## Excerpt to read

+++++

Purpose of the Study:

  • To develop an integrated multifunction micro-sensor for simultaneous 3D micro-force, pressure, and temperature measurement.
  • To optimize sensor performance by minimizing cross-interference through tailored fabrication processes.
  • To demonstrate a cost-effective fabrication method for versatile micro-sensor applications.

Main Methods:

  • Fabrication of an integrated sensor chip on silicon wafers using micromachining technology.
  • Integration of a 3D micro-force sensor, an absolute pressure sensor, and a temperature sensor.
  • Optimization of doping doses, resistor placement, and structure to enhance sensor properties.
  • Attachment of a specially designed glass optical fiber as a tactile probe for force measurement.

Main Results:

  • The 3D micro-force sensor achieved a minimum detectable force of 300 nN and a lateral sensitivity of 0.4582 mV/μN.
  • A linear relationship was observed between probe length and lateral micro-force sensitivity.
  • The pressure sensor exhibited a sensitivity of 0.11 mV/KPa.
  • The temperature sensor demonstrated a sensitivity of 5.836 × 10(-3) KΩ/°C.

Conclusions:

  • The developed integrated multifunction micro-sensor successfully enables precise 3D micro-force, pressure, and temperature measurements.
  • The micromachining fabrication approach is cost-effective and allows for customization of measurement ranges.
  • This versatile sensor technology holds significant potential for diverse applications requiring multi-parameter sensing.

+++++

## Source data
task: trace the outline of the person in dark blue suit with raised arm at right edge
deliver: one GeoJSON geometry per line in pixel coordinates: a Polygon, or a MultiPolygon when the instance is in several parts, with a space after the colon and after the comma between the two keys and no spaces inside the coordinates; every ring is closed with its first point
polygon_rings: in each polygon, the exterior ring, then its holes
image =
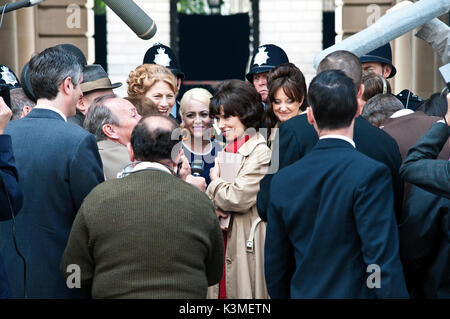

+++++

## Activity
In the micro-sensor summary, please translate the sentence "The pressure sensor exhibited a sensitivity of 0.11 mV/KPa." into Spanish. The data has nothing to do with the tasks.

## Solved problem
El sensor de presión mostró una sensibilidad de 0,11 mV/KPa.